PROBLEMS AND TASKS »
a) Decide whether each statement agrees with the PDF extraction article. Answer yes or no for each, and quote the article's deciding words. (i) The writer reached sixty percent accuracy after three weeks of tweaking. (ii) All financial documents use commas as thousands separators. (iii) The writer started experimenting with LLMs.
b) Write the next part of the PDF extraction article, starting right after its last line.

Skip to content

Should You Use LLMs for Financial PDF Data Extraction?

I stared at the extraction results. Again.

Revenue: $1,234,567.89
Cost: ??? (see footnote)
Profit: ERROR - column mismatch

Sixty percent accuracy. That’s what I got after three weeks of tweaking regex patterns, adjusting pdfplumber settings, and writing custom heuristics for every new PDF format that came my way.

Financial PDFs are a nightmare. Tables span multiple pages. Headers get repeated or disappear entirely. Some documents use commas for thousands separators, others use spaces. And don’t get me started on the “see notes” references that break your parsing logic.

I needed a better solution. So I started experimenting with LLMs.

The Traditional Approach (And Why It Fails)

Let me show you what I was dealing with. Here’s a typical financial statement PDF:

Q3 2024 Financial Report
Revenue $12,345,678
Cost of Goods Sold (8,234,567)

Natural-language object grounding data »
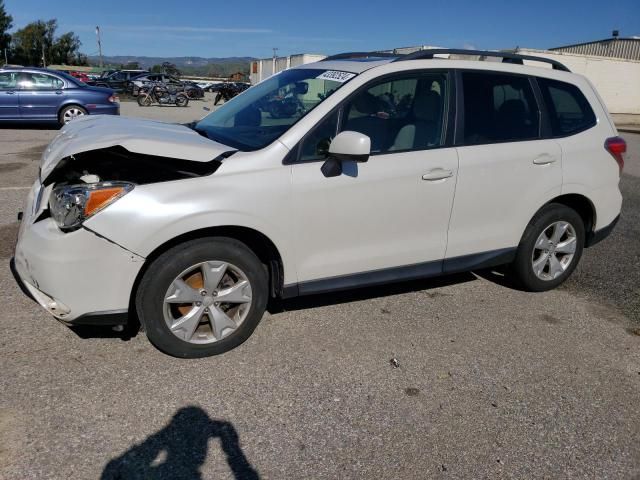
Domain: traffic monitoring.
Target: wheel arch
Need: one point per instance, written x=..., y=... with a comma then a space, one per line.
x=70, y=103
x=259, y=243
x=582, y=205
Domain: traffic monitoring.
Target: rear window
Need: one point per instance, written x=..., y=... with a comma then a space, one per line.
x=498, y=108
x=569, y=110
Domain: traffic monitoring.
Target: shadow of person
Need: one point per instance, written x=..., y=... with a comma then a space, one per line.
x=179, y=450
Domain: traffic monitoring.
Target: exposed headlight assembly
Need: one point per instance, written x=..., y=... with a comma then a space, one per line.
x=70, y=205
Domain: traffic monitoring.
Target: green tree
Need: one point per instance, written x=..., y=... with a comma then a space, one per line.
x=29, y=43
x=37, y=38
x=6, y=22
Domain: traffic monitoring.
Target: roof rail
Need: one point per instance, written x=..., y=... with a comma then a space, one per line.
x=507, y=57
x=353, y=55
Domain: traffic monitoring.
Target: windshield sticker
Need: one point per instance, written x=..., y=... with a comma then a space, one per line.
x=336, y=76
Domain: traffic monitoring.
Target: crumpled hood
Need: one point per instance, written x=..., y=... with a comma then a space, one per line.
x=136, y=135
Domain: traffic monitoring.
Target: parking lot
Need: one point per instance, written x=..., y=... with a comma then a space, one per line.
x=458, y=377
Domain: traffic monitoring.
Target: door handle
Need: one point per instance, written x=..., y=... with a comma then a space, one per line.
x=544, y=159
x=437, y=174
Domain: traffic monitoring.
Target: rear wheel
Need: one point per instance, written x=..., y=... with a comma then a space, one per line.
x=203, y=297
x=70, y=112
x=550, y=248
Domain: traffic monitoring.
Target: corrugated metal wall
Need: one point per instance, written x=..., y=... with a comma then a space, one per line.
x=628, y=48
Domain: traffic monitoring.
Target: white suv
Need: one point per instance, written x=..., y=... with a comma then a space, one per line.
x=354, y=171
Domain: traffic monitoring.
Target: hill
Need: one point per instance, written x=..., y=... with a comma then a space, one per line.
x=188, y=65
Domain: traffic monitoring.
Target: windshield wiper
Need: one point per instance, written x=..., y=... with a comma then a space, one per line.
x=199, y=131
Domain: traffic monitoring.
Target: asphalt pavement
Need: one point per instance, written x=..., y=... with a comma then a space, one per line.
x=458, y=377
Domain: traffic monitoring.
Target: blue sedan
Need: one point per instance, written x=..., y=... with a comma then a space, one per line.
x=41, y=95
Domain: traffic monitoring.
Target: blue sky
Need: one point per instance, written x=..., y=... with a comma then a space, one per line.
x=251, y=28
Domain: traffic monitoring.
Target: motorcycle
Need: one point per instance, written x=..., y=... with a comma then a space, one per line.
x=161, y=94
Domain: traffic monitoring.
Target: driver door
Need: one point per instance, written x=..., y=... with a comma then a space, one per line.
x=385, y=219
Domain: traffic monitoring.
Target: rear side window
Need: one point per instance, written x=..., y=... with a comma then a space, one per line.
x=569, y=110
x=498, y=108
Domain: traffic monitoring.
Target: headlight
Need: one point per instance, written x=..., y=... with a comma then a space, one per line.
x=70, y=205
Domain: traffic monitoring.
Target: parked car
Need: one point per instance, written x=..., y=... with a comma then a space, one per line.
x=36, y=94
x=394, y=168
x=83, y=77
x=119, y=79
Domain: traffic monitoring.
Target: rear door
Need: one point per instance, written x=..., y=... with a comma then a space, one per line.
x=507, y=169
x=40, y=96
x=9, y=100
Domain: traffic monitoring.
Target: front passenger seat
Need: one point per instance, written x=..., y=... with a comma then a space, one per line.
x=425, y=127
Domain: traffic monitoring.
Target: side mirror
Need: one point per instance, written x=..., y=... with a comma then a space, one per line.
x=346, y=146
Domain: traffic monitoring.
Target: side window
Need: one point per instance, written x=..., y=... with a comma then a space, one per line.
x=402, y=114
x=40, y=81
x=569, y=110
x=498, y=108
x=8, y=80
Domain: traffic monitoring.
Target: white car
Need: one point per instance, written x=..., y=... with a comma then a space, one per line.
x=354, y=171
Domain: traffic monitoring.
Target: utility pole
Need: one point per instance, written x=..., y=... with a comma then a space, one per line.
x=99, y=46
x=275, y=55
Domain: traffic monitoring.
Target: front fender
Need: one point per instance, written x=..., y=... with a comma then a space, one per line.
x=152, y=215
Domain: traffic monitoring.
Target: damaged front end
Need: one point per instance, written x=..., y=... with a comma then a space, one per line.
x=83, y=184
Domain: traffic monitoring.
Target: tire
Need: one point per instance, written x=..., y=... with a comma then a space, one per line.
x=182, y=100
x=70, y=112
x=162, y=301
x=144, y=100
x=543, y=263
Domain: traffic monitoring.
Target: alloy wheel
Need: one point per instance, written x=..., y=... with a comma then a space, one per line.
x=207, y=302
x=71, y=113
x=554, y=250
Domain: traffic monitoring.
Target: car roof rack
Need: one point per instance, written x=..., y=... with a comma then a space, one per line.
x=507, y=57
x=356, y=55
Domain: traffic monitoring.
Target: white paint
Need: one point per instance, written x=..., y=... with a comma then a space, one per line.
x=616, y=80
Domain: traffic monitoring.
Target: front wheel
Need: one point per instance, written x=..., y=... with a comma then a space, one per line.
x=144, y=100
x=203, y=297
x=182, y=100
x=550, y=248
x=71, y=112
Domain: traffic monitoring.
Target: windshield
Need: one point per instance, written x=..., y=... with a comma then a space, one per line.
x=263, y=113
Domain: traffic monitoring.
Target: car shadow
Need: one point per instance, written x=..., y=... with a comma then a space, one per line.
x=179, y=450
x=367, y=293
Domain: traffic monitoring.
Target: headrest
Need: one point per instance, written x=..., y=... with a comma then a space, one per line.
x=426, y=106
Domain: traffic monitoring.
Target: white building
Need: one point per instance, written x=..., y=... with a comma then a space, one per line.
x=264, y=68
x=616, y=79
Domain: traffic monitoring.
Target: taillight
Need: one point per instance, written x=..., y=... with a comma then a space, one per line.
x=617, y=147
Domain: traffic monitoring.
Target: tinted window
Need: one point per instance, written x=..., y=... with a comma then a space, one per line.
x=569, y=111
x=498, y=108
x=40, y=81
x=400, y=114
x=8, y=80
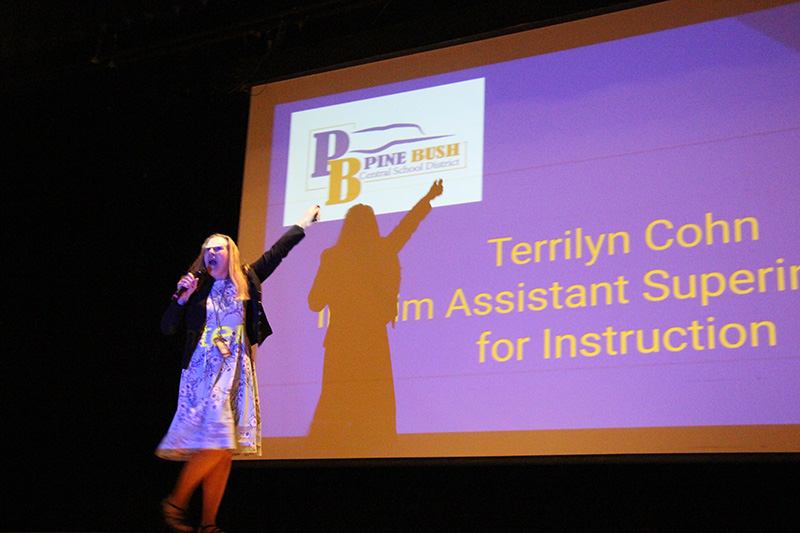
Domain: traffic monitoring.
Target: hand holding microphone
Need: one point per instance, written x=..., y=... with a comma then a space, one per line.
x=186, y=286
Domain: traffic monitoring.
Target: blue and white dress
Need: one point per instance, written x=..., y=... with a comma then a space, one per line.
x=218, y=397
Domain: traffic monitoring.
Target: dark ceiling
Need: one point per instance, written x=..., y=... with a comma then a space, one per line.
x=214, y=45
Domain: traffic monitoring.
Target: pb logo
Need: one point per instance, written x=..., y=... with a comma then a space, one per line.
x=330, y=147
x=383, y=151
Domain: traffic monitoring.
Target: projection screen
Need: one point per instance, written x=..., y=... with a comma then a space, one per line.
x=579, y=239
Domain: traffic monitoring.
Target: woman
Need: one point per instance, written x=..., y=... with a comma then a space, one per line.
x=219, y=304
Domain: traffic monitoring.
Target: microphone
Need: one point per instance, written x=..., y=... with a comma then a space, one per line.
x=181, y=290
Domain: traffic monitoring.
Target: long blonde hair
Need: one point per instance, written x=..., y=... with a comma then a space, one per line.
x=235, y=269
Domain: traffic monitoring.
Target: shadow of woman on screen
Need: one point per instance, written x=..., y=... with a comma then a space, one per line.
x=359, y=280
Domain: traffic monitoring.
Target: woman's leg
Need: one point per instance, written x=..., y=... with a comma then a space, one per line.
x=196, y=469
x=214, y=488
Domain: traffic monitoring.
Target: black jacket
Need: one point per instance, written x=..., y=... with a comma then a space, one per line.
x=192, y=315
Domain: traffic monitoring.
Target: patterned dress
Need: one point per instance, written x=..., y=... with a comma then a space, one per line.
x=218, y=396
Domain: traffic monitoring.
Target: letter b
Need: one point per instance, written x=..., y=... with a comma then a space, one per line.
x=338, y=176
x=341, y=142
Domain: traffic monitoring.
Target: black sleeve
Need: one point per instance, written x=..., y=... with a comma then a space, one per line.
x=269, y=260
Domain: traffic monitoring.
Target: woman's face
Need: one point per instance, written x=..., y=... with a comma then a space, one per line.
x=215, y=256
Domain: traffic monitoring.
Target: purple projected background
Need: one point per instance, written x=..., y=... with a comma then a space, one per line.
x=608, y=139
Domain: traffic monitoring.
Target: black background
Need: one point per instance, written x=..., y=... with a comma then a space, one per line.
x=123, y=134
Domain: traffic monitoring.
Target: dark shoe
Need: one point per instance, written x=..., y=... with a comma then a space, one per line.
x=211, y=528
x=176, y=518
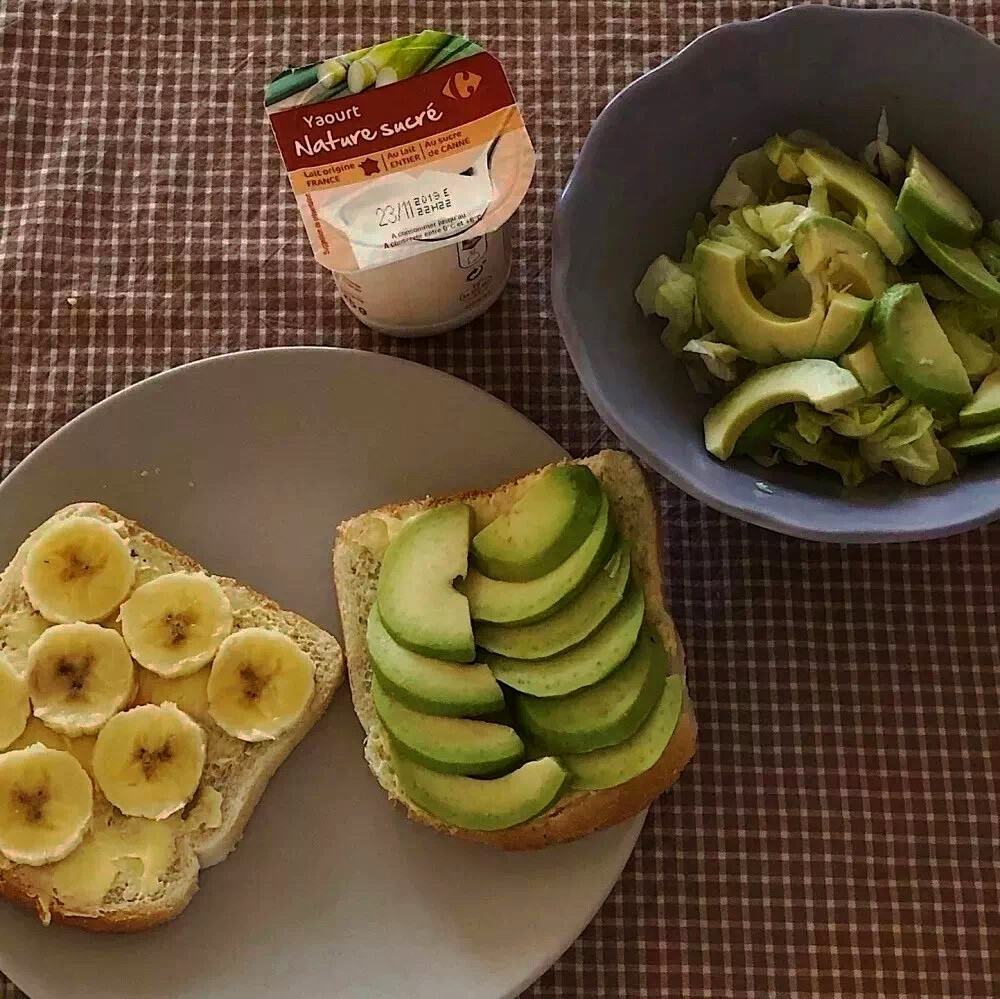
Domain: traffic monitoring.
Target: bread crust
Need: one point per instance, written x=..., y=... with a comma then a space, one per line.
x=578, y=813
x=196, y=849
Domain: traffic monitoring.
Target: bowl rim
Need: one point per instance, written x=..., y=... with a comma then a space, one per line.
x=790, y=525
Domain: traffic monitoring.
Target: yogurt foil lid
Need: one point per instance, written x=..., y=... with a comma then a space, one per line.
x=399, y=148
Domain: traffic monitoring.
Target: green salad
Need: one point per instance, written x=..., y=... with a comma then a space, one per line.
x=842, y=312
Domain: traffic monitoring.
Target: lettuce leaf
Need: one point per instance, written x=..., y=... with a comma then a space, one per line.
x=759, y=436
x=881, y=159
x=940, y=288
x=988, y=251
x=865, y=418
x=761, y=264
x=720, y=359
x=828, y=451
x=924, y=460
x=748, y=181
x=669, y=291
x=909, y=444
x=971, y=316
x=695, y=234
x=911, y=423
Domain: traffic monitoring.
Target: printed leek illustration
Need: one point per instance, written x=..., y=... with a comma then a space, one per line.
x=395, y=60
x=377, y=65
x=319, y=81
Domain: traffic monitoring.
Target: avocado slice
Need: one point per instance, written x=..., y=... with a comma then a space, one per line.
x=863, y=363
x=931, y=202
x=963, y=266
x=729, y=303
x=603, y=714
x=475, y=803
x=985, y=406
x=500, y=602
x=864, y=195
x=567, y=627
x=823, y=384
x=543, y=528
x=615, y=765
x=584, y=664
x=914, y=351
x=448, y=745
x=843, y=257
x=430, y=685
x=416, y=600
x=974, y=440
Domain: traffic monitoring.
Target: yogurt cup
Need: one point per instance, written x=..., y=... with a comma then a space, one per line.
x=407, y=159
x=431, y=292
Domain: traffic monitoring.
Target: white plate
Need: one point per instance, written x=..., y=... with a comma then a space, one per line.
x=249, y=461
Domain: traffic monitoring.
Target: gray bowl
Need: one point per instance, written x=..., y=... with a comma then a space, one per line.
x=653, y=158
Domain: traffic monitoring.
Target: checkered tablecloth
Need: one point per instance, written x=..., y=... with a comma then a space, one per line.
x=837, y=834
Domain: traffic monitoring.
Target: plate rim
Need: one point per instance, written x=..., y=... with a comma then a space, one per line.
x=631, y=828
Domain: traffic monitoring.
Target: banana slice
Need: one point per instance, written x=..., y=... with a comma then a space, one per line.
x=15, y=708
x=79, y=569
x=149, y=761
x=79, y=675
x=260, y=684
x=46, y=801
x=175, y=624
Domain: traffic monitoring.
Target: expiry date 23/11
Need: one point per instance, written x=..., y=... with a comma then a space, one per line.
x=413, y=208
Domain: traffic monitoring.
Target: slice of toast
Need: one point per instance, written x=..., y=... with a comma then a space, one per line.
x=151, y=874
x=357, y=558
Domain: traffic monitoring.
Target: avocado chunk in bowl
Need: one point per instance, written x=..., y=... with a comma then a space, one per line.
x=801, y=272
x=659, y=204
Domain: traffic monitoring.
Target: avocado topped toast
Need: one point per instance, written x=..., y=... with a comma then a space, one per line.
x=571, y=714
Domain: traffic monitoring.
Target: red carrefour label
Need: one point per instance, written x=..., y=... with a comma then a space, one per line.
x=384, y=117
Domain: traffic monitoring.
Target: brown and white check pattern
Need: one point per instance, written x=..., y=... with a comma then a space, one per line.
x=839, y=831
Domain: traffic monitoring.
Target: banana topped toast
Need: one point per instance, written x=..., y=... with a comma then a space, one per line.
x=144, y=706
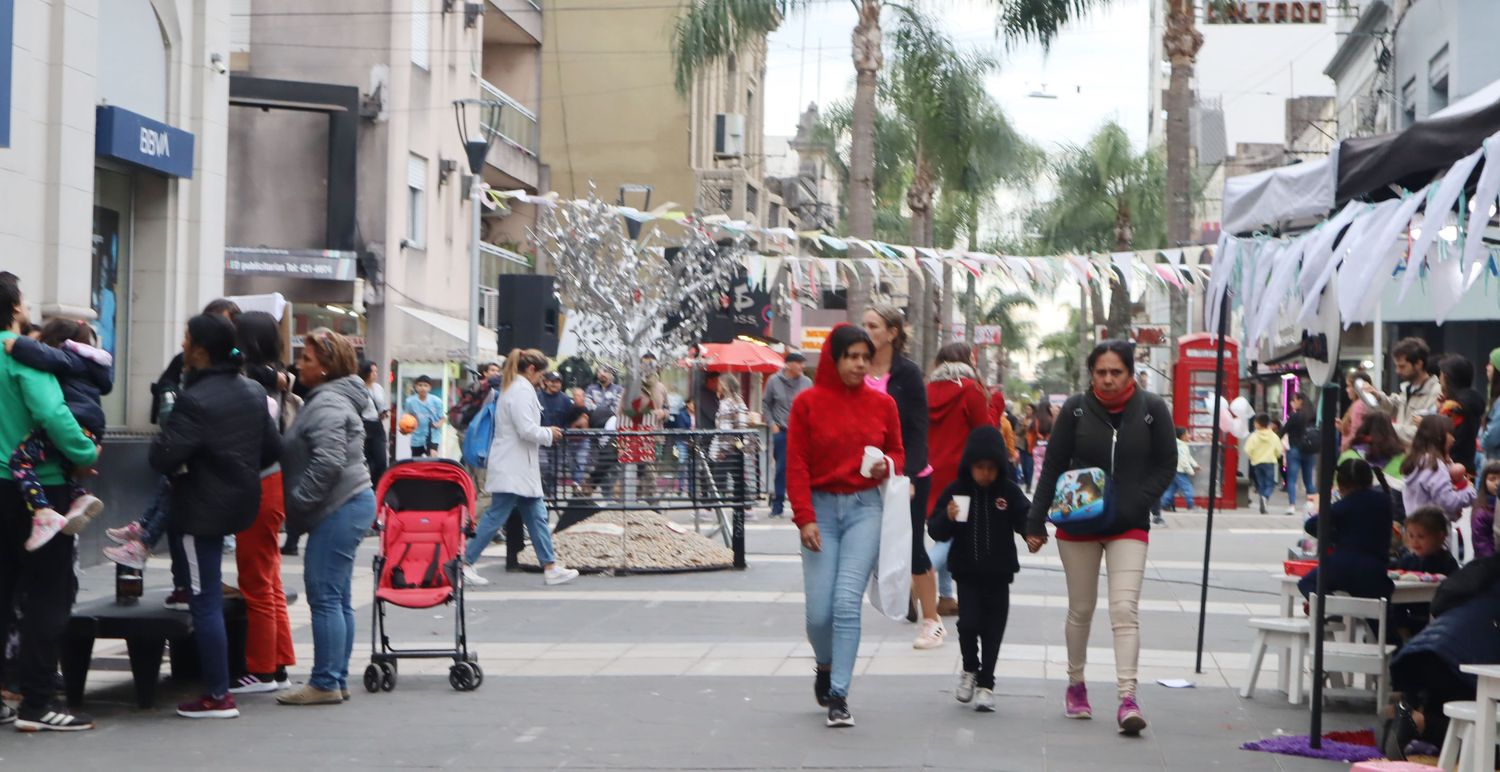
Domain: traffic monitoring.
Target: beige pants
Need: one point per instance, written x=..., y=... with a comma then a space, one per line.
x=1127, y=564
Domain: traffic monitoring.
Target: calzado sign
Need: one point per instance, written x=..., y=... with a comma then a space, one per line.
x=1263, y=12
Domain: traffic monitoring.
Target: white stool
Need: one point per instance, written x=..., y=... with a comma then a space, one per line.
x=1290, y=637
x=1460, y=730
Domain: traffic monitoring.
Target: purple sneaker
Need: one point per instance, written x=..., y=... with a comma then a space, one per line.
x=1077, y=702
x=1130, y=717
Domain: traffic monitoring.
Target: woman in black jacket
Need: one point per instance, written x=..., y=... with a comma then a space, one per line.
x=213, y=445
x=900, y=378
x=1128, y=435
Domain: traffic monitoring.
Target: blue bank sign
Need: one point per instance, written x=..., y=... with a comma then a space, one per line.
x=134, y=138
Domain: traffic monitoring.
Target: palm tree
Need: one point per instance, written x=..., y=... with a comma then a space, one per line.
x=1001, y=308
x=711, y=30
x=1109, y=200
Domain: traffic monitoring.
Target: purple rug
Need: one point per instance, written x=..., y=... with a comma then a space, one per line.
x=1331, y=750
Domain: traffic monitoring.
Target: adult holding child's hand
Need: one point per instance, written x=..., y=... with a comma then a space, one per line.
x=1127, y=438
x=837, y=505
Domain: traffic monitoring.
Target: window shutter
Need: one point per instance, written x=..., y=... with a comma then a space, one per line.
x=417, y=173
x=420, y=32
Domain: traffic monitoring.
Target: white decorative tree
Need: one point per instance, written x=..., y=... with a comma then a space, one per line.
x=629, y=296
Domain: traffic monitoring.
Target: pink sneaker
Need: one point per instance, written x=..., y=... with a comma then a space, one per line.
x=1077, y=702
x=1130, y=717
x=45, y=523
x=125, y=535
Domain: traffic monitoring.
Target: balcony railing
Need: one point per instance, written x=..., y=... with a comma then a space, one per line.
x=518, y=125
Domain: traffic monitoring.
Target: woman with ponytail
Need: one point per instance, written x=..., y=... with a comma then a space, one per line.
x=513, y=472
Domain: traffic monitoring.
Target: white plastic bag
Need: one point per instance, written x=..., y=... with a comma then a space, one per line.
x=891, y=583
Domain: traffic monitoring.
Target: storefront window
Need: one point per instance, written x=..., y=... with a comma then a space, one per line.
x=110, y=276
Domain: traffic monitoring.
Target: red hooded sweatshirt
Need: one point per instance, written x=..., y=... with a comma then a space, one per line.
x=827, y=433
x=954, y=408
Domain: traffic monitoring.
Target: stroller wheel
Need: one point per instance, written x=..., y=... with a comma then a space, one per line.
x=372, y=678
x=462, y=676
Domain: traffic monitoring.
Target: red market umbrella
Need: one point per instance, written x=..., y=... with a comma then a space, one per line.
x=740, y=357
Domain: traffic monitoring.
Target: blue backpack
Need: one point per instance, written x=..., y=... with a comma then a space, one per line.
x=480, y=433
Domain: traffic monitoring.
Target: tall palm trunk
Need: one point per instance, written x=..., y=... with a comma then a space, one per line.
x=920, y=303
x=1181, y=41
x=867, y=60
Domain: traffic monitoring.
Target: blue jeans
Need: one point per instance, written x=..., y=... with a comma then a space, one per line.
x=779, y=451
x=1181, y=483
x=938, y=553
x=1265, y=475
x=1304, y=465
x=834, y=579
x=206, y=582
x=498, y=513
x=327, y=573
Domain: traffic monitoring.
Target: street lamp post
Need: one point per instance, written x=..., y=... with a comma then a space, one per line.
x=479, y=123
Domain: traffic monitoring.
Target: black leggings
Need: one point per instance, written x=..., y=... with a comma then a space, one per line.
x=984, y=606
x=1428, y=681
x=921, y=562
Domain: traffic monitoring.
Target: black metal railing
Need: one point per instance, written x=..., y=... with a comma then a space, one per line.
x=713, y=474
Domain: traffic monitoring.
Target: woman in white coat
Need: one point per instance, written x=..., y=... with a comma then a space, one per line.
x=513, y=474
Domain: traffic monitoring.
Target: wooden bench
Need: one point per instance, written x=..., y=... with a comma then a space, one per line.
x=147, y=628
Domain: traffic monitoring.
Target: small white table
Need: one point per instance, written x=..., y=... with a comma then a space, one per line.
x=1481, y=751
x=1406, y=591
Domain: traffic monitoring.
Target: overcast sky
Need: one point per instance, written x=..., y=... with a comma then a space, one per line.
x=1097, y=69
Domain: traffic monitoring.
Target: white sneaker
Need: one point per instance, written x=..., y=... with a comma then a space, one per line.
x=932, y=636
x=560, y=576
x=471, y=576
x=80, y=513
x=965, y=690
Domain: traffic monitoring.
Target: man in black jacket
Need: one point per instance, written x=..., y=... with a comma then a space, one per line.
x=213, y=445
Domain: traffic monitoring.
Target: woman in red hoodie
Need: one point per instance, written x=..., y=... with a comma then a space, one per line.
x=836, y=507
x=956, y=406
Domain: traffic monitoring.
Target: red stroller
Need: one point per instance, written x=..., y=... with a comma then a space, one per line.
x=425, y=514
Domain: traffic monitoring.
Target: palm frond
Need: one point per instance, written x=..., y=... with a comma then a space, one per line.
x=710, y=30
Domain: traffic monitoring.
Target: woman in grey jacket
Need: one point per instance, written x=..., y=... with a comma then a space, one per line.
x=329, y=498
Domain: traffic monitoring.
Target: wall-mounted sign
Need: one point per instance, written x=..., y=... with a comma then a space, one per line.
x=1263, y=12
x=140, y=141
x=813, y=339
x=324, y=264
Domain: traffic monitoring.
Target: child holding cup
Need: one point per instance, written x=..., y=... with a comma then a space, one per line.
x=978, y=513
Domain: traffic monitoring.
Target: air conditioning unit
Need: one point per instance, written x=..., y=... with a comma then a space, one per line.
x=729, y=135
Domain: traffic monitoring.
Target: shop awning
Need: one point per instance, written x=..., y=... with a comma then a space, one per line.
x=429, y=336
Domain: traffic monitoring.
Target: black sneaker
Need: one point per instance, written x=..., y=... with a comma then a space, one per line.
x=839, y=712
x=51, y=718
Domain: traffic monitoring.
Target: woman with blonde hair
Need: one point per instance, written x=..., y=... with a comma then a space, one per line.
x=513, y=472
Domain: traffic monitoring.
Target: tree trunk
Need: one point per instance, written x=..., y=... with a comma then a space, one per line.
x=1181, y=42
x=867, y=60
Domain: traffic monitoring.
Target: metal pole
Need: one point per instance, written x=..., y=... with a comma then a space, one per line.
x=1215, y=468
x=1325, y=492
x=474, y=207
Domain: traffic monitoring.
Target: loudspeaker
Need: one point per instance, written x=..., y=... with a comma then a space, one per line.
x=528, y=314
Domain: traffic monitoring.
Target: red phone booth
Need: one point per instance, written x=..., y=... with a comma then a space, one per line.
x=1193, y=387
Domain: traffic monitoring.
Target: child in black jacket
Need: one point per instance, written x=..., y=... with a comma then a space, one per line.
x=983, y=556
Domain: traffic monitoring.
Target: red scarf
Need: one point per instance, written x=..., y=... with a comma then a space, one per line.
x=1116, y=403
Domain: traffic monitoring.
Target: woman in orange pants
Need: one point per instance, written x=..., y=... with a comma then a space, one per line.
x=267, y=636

RESULTS »
a)
(i) Yes: "Sixty percent accuracy. That’s what I got after three weeks of tweaking regex patterns"
(ii) No: "Some documents use commas for thousands separators, others use spaces."
(iii) Yes: "So I started experimenting with LLMs."

b)
Gross Profit -----------
$4,111,111
Operating Expenses:
Marketing $1,234,567
R&D 987,654
G&A 456,789
-----------
Total OpEx $2,678,910

My initial approach used pdfplumber with regex:

extract_financial.py
import pdfplumber
import re
def extract_financial_data(pdf_path):
results = {}
with pdfplumber.open(pdf_path) as pdf:
for page in pdf.pages:
text = page.extract_text()
# Try to find revenue
revenue_match = re.search(r'Revenue\s+\$?([\d,]+)', text)
if revenue_match:
results['revenue'] = revenue_match.group(1).replace(',', '')
# Try to find costs
cost_match = re.search(r'Cost.*?\$?([\d,]+)', text)
if cost_match:
results['cost'] = cost_match.group(1).replace(',', '')
return results

This worked great for the first ten PDFs. Then I hit the edge cases:

  • One PDF had “Revenue (USD)” instead of just “Revenue”
  • Another used parentheses for negative numbers: (8,234,567) instead of -8,234,567
  • A third had the numbers in a table that pdfplumber couldn’t parse correctly
  • Yet another had footnotes: Revenue $12,345,678¹

My accuracy plummeted to 60%. I was spending more time writing exceptions than extracting data.

Enter LLMs

I was skeptical. “As much as I hate it,” I thought, “this is probably a task where LLMs can shine.”

The key insight: LLMs understand context. They can figure out that “Revenue (USD)” and “Total Revenue” mean the same thing. They can handle parenthetical negative numbers. They can even deal with messy table layouts.

First Attempt: Claude Vision

I started with Claude’s vision capabilities:

claude_extraction.py
import anthropic
import base64
def extract_with_claude(pdf_path):
client = anthropic.Anthropic()
with open(pdf_path, 'rb') as f:
pdf_data = base64.b64encode(f.read()).decode()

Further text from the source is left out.